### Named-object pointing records
^^^^^^^^
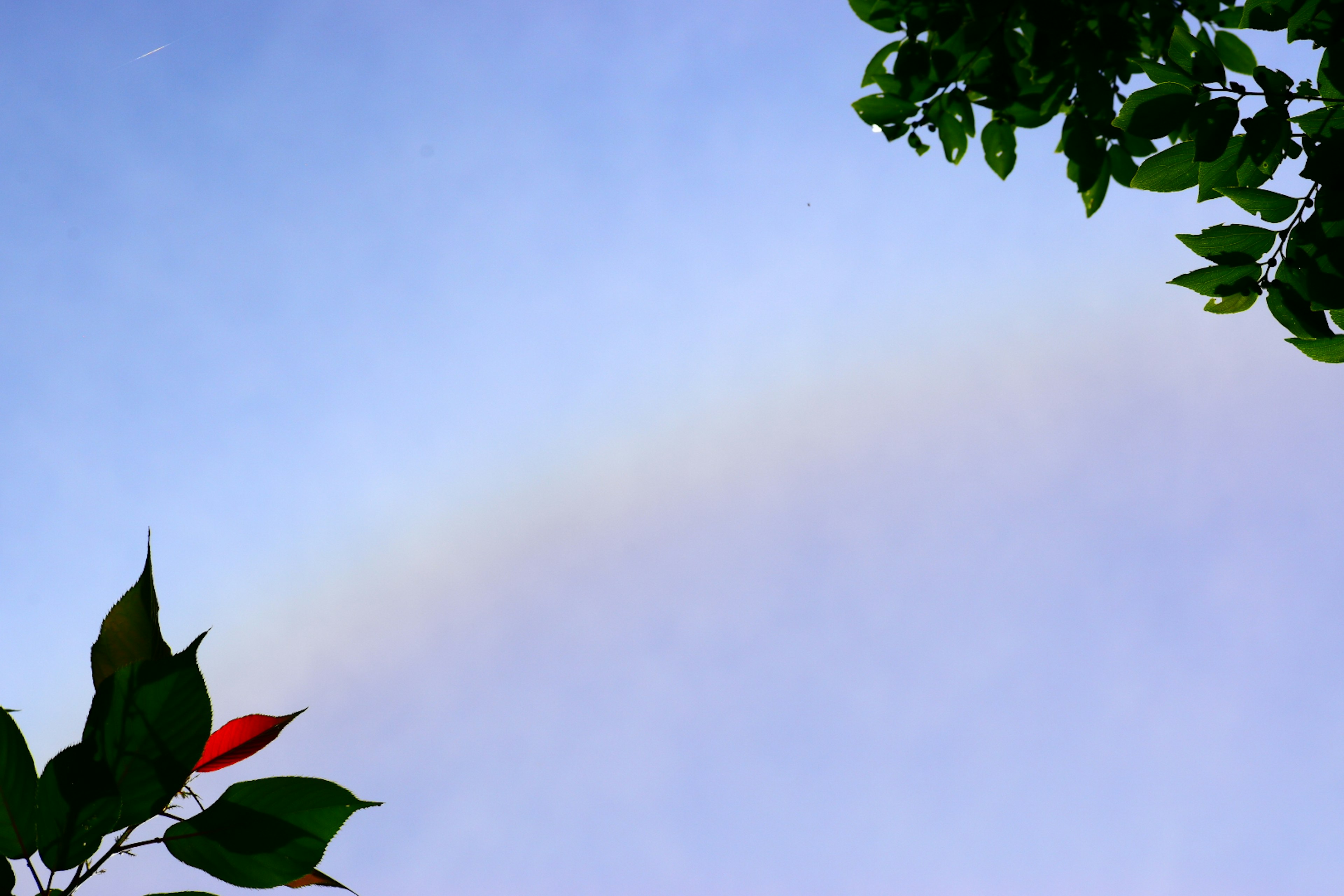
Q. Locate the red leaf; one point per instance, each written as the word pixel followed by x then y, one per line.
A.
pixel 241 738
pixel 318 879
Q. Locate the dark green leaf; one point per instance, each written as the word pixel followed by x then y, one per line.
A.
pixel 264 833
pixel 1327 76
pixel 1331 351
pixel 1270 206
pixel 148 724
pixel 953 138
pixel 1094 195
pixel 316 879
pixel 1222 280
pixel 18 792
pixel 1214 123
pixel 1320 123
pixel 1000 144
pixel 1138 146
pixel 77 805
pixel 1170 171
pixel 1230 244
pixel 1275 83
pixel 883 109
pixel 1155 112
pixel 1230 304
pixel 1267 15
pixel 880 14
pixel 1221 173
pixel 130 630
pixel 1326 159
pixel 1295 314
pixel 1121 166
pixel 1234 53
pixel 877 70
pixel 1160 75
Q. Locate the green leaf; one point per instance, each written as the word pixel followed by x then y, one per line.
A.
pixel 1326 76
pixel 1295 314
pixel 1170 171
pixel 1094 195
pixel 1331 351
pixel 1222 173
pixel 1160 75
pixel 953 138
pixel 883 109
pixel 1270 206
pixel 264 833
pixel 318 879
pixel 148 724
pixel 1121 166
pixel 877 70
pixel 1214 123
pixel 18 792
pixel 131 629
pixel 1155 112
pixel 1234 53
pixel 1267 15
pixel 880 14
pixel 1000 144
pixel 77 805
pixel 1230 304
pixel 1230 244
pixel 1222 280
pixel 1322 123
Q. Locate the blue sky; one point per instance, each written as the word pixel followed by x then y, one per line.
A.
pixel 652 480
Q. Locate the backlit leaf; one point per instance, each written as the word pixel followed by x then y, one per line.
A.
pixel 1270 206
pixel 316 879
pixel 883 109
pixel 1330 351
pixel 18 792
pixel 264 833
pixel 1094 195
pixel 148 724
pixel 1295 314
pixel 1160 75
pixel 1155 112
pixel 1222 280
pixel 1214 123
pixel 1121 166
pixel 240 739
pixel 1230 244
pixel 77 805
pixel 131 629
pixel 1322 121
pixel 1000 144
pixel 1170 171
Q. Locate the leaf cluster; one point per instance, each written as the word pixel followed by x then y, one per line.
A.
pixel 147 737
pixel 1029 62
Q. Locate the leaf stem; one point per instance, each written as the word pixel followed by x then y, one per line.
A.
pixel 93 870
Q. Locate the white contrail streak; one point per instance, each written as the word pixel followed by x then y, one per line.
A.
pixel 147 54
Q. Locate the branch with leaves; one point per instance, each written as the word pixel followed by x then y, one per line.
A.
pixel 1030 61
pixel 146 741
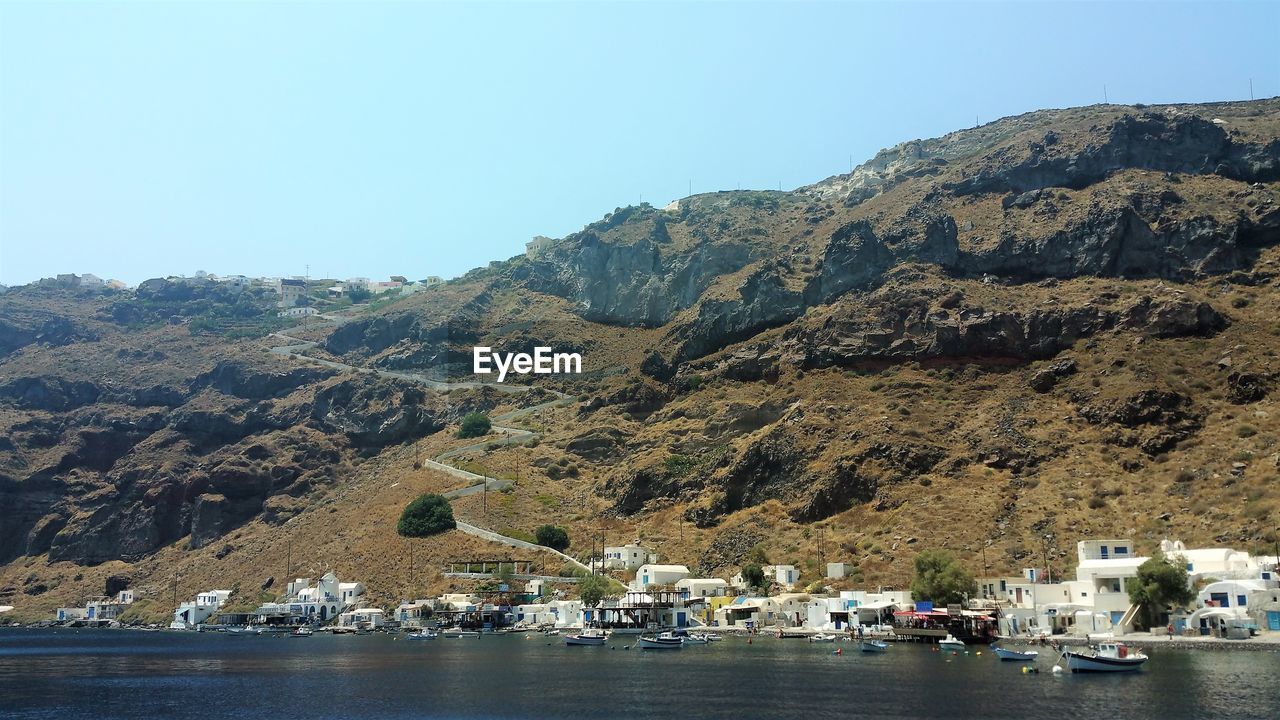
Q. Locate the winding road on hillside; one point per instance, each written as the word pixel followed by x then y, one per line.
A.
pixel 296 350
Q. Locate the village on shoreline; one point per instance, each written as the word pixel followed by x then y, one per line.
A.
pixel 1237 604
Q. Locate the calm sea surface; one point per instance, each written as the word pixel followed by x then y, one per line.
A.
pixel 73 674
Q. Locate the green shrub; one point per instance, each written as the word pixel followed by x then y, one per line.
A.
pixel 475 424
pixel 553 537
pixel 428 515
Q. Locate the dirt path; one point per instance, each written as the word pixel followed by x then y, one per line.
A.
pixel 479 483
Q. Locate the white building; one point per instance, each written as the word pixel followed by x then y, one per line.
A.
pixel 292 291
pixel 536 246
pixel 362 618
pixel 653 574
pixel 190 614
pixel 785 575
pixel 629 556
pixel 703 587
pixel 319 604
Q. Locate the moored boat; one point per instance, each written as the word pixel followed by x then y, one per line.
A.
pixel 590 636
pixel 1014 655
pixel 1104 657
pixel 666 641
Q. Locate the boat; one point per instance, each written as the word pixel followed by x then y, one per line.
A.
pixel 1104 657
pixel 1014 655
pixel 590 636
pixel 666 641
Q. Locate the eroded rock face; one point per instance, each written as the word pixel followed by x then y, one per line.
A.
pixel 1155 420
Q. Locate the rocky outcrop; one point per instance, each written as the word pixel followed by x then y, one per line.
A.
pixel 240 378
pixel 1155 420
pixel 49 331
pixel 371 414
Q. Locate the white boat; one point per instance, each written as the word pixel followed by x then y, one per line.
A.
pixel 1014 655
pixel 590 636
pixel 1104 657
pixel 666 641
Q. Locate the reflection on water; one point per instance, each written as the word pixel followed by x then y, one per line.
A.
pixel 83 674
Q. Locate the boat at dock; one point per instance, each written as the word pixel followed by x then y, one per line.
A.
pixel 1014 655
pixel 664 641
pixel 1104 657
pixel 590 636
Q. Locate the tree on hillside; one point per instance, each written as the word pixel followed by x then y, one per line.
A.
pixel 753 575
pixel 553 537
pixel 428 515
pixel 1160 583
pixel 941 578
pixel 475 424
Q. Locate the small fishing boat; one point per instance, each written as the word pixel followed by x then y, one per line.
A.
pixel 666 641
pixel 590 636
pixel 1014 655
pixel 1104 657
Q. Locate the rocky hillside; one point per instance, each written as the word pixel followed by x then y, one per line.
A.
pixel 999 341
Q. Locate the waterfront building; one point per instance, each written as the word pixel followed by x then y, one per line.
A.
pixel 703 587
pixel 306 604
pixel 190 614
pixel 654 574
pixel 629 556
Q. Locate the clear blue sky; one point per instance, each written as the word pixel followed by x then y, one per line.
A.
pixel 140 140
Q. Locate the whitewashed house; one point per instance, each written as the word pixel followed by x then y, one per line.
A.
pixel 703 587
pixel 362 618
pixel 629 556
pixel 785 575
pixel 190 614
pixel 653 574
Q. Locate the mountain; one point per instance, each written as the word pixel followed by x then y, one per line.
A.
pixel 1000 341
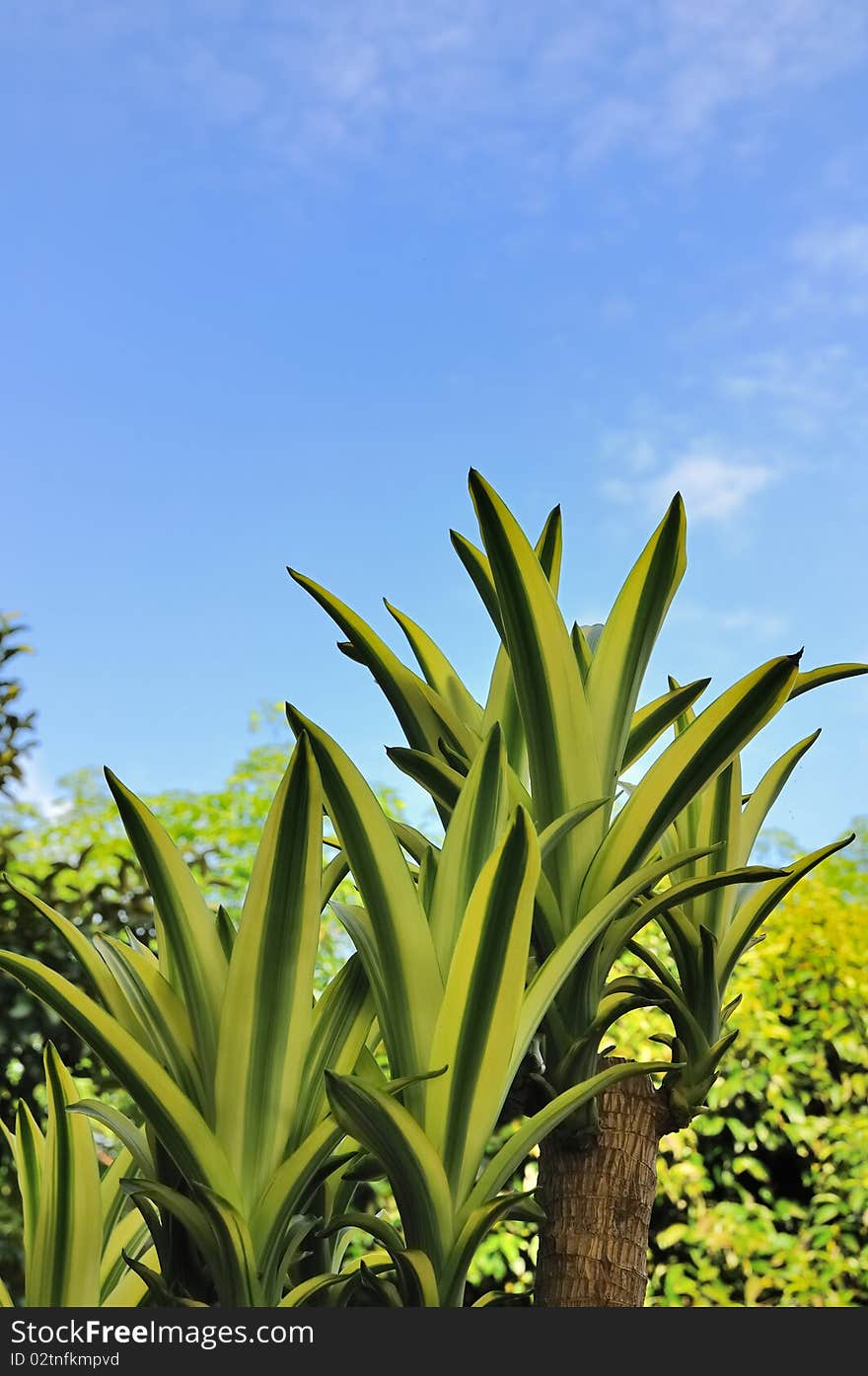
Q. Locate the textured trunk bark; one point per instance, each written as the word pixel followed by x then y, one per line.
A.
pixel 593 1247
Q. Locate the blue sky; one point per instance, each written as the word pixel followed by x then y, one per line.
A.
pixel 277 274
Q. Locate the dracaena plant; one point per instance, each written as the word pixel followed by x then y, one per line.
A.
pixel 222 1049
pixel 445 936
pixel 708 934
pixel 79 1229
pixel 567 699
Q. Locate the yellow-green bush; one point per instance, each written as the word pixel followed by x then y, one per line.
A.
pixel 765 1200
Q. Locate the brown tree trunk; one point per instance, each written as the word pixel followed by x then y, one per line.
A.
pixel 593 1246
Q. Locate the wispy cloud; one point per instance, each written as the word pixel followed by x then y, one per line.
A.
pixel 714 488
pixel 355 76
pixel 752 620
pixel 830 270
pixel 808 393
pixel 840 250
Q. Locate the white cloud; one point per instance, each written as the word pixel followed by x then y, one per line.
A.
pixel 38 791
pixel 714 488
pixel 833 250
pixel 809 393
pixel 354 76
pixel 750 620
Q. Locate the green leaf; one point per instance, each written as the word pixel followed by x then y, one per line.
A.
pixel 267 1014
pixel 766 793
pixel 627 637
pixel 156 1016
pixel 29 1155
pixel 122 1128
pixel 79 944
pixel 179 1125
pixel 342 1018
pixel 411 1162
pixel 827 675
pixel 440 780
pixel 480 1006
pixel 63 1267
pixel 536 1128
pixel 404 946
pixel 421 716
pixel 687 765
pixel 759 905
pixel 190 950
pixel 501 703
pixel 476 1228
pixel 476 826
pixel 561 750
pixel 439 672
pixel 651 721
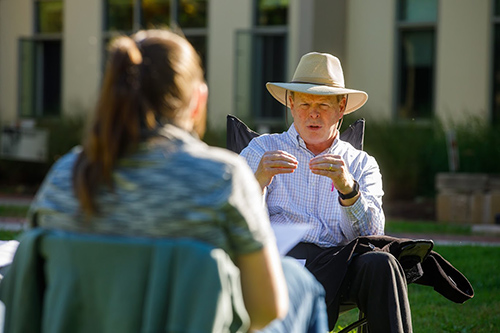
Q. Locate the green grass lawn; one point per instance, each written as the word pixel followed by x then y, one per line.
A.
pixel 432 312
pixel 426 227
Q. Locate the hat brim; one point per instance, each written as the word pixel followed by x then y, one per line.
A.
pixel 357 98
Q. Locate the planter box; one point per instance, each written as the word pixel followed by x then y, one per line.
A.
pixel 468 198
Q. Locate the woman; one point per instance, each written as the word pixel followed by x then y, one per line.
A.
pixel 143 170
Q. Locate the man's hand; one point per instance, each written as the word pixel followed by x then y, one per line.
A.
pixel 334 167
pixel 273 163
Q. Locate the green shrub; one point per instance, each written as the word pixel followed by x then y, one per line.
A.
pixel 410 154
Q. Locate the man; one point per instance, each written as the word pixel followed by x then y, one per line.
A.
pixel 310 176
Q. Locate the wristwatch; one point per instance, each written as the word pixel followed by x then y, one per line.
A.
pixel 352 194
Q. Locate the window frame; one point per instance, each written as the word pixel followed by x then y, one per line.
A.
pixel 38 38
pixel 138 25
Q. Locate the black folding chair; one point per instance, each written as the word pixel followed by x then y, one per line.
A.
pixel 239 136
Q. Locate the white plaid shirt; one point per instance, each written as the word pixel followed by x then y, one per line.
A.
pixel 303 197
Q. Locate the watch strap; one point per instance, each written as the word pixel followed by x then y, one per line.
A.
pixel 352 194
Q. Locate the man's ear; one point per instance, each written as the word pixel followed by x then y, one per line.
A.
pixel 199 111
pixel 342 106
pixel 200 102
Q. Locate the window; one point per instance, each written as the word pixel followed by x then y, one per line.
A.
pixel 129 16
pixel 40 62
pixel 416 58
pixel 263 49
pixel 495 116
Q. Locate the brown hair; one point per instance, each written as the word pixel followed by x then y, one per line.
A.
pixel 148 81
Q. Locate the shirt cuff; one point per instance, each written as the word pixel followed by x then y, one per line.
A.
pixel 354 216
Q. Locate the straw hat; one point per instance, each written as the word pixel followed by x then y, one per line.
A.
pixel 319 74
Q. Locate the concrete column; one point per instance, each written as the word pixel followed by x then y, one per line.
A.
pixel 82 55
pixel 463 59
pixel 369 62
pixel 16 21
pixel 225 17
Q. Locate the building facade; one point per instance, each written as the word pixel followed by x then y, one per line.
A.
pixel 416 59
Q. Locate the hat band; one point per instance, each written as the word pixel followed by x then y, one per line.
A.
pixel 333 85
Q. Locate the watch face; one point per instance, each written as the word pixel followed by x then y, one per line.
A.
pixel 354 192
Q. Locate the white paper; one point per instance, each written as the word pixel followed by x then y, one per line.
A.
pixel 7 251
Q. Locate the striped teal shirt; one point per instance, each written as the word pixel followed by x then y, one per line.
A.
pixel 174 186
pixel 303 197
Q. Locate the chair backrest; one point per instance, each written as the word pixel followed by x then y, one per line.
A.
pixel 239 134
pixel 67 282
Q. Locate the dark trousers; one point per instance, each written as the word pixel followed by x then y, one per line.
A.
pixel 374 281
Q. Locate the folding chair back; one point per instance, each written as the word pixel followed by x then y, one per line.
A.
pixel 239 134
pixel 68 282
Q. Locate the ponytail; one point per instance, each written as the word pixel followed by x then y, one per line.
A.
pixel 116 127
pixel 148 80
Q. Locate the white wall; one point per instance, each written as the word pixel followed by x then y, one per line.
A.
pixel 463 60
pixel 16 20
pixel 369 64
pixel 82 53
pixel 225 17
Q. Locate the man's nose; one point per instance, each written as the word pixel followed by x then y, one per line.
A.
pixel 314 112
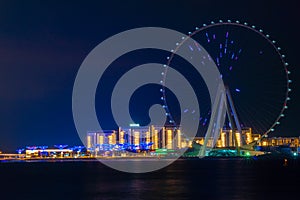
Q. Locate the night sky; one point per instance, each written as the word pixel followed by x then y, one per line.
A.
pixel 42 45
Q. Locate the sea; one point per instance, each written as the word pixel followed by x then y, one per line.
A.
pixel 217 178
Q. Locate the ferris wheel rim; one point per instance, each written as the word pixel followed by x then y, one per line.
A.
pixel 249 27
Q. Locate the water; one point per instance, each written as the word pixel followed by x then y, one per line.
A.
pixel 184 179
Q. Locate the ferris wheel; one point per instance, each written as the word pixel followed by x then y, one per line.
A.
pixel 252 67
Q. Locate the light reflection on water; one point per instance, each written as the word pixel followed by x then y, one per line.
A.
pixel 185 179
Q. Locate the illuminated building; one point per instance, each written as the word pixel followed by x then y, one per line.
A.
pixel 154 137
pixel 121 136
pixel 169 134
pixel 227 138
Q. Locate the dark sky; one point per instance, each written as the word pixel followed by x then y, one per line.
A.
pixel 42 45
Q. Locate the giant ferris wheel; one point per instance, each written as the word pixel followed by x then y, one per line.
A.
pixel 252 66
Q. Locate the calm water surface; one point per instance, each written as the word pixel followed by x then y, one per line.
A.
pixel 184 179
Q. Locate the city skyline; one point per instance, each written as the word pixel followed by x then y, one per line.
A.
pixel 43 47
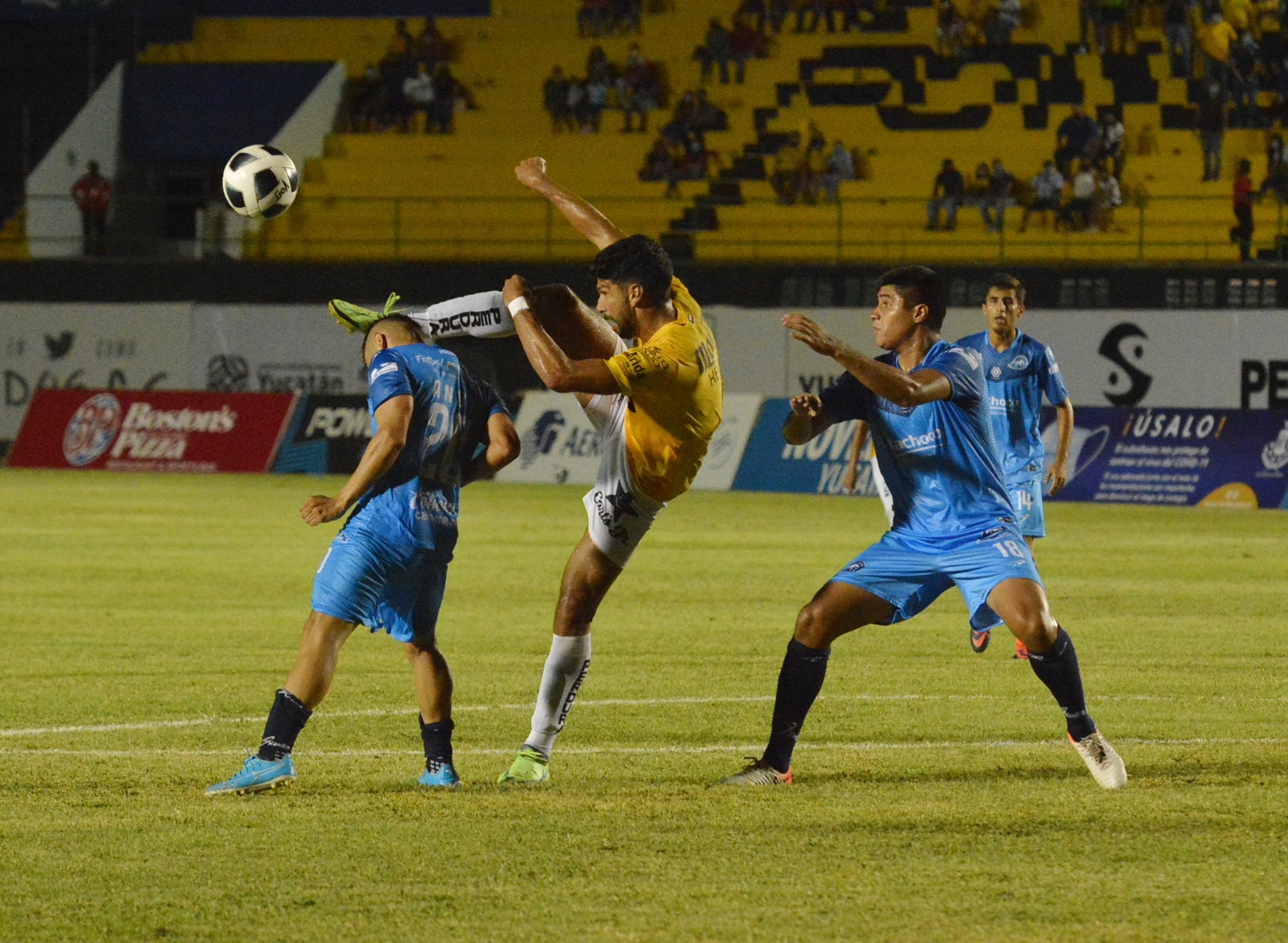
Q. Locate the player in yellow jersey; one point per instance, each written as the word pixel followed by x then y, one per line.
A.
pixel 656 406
^^^^^^^^
### SET TASK
Copy the lines starting with the line that contains "Q. Locate the illuminated" and going on through the end, leaving the pictures out of your copy.

### TASK ANSWER
Q. Locate the illuminated building; one point per instance, each written as the word pixel followed by x then y, one per line.
A.
pixel 154 137
pixel 121 136
pixel 169 134
pixel 227 138
Q. Locate the dark sky; one point per instance, each written as the word pixel followed by x then y, one per line.
A.
pixel 42 45
Q. Locate the giant ferris wheel; one point per instance, each written as the word pixel followed by x then y, one per line.
A.
pixel 252 66
Q. Locate the calm water surface; one point per instance, each written as the word pixel followed by x then y, one per line.
A.
pixel 184 179
Q. Locate the city skyline; one point per instance, each written as the word pixel followed by x then y, one per line.
A.
pixel 43 47
Q. Locate the player in yellow jersey; one point per instance, each written as the word pixel followed by x then y, one per line.
A.
pixel 656 406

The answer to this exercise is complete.